Der Präsident der Bundesanstalt für Finanzdienstleistungsaufsicht (BaFin), Mark Branson, bei der Jahrespressekonferenz im Mai 2023.
Der Präsident der Bundesanstalt für Finanzdienstleistungsaufsicht (BaFin), Mark Branson, bei der Jahrespressekonferenz im Mai 2023.
© Ulrich Baumgarten / Picture Alliance
Die Finanzaufsicht hat die Lebensversicherer nachrücklich ermahnt. Nun kommt ausgerechnet die neue Oberaufseherin für Versicherungen aus einem Haus mit extremen Kostenquoten. Wie passt das zusammen?

Noch zu Jahresbeginn drohte Deutschlands oberster Finanzaufseher den Lebensversicherern: Sie sollten zusehen, dass sie die Exzesse bei den Provisionszahlungen in den Griff bekämen. „Sonst wird so etwas wie ein Provisionsverbot oder ein Provisionsrichtwert kommen“, warnte BaFin-Chef Mark Branson die Unternehmen bei einer Branchenveranstaltung im Januar. Bisher jedoch machte die Finanzaufsicht keine weiteren Schlagzeilen in Sachen Versicherungskosten, außer dieser hier… 

Seit einigen Tagen ist Julia Wiens neue Exekutivdirektorin bei der BaFin und zuständig für die Versicherungsaufsicht. Ihr Vorgänger Frank Grund – der sich zuletzt ebenfalls öffentlich für die Kostenbegrenzung der Branche aussprach – verabschiedete sich in den Ruhestand. Die neue Versicherungsaufseherin war zuvor seit 2017 im Vorstand der "Baloise Lebensversicherung", vormals Basler. Übrigens genau wie ihr Vorgänger Grund, der dort ebenfalls arbeitete, bevor er zur BaFin ging. 

Stutzig macht an dieser Personalie nun eines: Ausgerechnet die Baloise Leben sticht im Markt nicht gerade kundenfreundlich hervor, denn „sie hat eine der höchsten betriebswirtschaftlichen Kostenquoten im Markt. Dahinter verblasst sogar die Generali Leben“, so hat es Finanzprofessor Hermann Weinmann vom Institut für Finanzwirtschaft in Ludwigshafen ermittelt. Seinen Berechnungen zufolge „hatte die Baloise Leben im Geschäftsjahr 2022 eine erweiterte Betriebskostenquote von 26,7 Prozent. Im Jahr 2021 sogar 32,1 Prozent. Plakativ ausgedrückt: Allein das Betreiben des Unternehmens fraß bei der Baloise Leben mehr als ein Viertel des jährlichen Umsatzes.“

Zudem staunt Weinmann: Die Abschlusskostenquote der Lebenssparte – auf die Bransons Warnung abzielte – weise das Unternehmen in seinem Geschäftsbericht von 2022 gar nicht erst aus. (Für 2023 liegt der Bericht noch nicht vor) Üblicherweise werde die Quote genannt. Ist das also nur ein Versehen, oder darf man bei Unternehmen aufhorchen, die solche Daten nicht nennen?

ANGEZEIGTE EINTRÄGE
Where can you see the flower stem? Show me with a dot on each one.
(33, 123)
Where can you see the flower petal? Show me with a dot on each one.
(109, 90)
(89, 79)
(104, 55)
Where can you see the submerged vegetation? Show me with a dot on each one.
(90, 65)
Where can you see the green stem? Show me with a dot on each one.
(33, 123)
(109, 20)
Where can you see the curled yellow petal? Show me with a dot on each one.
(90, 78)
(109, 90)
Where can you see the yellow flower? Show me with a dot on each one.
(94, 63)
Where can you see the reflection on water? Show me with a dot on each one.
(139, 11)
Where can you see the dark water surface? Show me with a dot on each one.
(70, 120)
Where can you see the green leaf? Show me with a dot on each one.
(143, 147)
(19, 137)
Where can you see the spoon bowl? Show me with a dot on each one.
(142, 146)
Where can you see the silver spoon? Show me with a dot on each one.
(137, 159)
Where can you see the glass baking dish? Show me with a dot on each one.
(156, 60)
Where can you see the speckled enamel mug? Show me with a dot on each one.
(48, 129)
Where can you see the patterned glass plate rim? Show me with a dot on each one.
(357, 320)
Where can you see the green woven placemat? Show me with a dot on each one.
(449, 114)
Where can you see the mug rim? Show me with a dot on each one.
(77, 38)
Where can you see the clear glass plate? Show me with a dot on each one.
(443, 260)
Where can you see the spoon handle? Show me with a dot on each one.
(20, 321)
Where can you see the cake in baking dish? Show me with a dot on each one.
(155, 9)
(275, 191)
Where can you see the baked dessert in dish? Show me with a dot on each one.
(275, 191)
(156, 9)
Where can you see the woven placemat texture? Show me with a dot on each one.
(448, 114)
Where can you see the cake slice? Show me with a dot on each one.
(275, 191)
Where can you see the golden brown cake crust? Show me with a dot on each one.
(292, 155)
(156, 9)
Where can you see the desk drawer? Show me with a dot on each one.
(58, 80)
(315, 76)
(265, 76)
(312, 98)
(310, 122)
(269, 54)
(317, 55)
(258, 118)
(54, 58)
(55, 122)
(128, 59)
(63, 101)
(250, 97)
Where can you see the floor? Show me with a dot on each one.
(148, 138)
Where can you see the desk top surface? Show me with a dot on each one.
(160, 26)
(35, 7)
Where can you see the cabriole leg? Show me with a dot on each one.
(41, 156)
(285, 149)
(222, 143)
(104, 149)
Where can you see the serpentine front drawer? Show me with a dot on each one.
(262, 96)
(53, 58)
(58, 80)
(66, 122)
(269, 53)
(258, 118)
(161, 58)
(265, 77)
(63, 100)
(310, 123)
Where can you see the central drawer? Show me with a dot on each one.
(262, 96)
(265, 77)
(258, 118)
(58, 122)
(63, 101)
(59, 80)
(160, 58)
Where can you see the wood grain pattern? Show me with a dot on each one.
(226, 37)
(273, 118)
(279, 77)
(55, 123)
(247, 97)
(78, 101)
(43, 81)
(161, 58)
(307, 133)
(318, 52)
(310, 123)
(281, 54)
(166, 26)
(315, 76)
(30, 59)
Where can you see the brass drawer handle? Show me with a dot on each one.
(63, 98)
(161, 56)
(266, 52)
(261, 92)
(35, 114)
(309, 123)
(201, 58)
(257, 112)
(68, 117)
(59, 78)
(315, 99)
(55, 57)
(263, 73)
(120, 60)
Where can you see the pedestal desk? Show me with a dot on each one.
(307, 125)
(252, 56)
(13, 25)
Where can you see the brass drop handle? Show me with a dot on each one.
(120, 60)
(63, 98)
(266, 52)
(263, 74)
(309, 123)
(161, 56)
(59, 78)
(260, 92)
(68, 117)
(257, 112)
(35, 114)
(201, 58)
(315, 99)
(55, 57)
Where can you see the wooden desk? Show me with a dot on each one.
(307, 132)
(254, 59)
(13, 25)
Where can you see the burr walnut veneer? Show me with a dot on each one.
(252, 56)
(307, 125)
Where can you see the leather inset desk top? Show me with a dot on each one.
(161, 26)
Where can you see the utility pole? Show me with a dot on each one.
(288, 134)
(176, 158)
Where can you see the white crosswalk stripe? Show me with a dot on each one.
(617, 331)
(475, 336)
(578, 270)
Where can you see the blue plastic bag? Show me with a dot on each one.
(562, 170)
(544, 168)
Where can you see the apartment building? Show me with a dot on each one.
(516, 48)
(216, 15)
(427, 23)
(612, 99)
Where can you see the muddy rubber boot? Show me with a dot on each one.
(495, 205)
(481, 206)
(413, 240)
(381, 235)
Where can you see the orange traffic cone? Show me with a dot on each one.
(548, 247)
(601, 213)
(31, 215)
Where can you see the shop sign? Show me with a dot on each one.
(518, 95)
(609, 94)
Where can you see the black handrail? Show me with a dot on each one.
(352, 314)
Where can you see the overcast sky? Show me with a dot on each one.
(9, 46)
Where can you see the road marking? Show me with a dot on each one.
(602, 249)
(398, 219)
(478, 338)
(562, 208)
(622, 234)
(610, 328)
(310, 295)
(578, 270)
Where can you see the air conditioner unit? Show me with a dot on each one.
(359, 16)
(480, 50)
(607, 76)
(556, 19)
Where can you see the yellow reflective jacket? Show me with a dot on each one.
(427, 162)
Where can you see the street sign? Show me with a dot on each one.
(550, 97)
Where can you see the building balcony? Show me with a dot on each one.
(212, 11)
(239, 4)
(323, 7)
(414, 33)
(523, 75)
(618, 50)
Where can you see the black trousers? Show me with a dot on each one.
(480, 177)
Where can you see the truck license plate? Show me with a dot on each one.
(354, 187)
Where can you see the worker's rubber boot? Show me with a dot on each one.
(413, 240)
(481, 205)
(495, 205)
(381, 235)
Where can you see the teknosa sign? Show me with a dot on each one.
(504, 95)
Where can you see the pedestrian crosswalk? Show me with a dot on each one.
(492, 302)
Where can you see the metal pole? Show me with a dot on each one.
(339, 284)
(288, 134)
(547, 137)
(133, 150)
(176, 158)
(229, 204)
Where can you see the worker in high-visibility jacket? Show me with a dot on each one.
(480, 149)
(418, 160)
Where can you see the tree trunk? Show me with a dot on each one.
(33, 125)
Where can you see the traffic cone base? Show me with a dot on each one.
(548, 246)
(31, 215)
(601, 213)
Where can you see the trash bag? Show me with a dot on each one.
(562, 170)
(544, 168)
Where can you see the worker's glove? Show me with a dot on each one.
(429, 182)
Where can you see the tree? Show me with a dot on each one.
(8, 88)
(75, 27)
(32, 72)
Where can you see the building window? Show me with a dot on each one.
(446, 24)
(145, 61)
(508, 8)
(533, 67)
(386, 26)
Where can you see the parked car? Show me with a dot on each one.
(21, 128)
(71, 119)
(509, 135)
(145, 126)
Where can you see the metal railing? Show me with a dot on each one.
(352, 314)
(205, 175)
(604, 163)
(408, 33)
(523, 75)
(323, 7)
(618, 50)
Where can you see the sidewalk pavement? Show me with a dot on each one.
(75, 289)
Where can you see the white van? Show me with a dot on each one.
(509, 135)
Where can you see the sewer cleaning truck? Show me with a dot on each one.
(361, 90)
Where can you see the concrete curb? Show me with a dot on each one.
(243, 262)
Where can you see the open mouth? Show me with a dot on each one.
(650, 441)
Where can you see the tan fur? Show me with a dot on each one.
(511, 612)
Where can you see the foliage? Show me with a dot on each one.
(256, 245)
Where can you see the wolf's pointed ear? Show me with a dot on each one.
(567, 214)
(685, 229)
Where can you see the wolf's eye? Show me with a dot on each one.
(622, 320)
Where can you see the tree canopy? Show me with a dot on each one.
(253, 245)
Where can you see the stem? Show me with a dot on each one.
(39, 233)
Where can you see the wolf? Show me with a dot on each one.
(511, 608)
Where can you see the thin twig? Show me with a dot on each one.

ZU BEARBEITENDE AUFGABEN
A. Gib aus dem Textauszug über die BaFin-Versicherungsaufsicht alles von „Seit einigen Tagen“ bis hinunter zu „zur BaFin ging.“ wieder und tausche dabei „Ruhestand“ gegen „Vorruhestand“ aus.
B. Prüfe anhand des Textauszugs über die BaFin-Versicherungsaufsicht, ob die folgenden Aussagen zutreffen. Antworte jeweils mit Ja oder Nein und zitiere die entscheidenden Worte. (i) Julia Wiens gehörte seit 2017 dem Vorstand der Baloise Lebensversicherung an. (ii) Die erweiterte Betriebskostenquote der Baloise Leben war 2022 höher als 2021. (iii) Der Geschäftsbericht für 2023 liegt bereits vor.
C. Führe den Textauszug über die BaFin-Versicherungsaufsicht nach seinem letzten Satz weiter.

DIE ANTWORTEN
A.
Seit einigen Tagen ist Julia Wiens neue Exekutivdirektorin bei der BaFin und zuständig für die Versicherungsaufsicht. Ihr Vorgänger Frank Grund – der sich zuletzt ebenfalls öffentlich für die Kostenbegrenzung der Branche aussprach – verabschiedete sich in den Vorruhestand. Die neue Versicherungsaufseherin war zuvor seit 2017 im Vorstand der "Baloise Lebensversicherung", vormals Basler. Übrigens genau wie ihr Vorgänger Grund, der dort ebenfalls arbeitete, bevor er zur BaFin ging.

B.
(i) Ja: „war zuvor seit 2017 im Vorstand“
(ii) Nein: „im Geschäftsjahr 2022 eine erweiterte Betriebskostenquote von 26,7 Prozent. Im Jahr 2021 sogar 32,1 Prozent“
(iii) Nein: „Für 2023 liegt der Bericht noch nicht vor“

C.
Nicht jeder Anbieter hat hohe Betriebskosten

Was die Betriebskostenquote betrifft, so galt bisher die Generali Leben als einer jener Anbieter mit den höchsten Kostenquoten. Sie gehört auch zu den 12 größten Gesellschaften hierzulande im Lebensbereich, dagegen ist die Baloise ein kleiner Fisch. Bei der Generali betrug die Betriebskostenquote zuletzt 14,9 Prozent, zuvor 16,7 Prozent. Und schon das ist viel. Beim Marktführer Allianz Leben beträgt diese Quote nur 7,3 Prozent, was beweist: Zweistellige Betriebskosten sind kein Muss in der Branche. Auch nicht für große Unternehmen.

Ausgerechnet die kleine und kostenintensive Baloise also stellt nun bereits zum zweiten Mal den Branchen-Chefaufseher bei der Aufsichtsbehörde – die ja eigentlich die Kosten der Branche begrenzen will. Mit Verlaub also die Frage: Macht man da nicht den Bock zum Gärtner?

Die Personalien der BaFin sind zwangsweise mit dem Finanzministerium abzustimmen, denn das hat die Oberaufsicht über die Finanzaufsichtsbehörde. Der Finanzminister reguliert also wiederum die BaFin. Sind die Fachkräfte in der Branche tatsächlich so ungleich verteilt, dass regelmäßig ein sehr kleines der insgesamt 80 Lebensversicherungsunternehmen hierzulande mehrmals nacheinander den Branchenaufseher stellt. Oder welches Kalkül steckt sonst dahinter, dem BaFin-Chef Branson gezielt Vertreter aus Hochkostenunternehmen zur Seite zu stellen? Die oberste Versicherungsaufseherin wird schließlich auch darüber befinden müssen, wann die Kosten in der Branche als zu hoch einzuschätzen sind.

Eine Sonderprüfung läuft ...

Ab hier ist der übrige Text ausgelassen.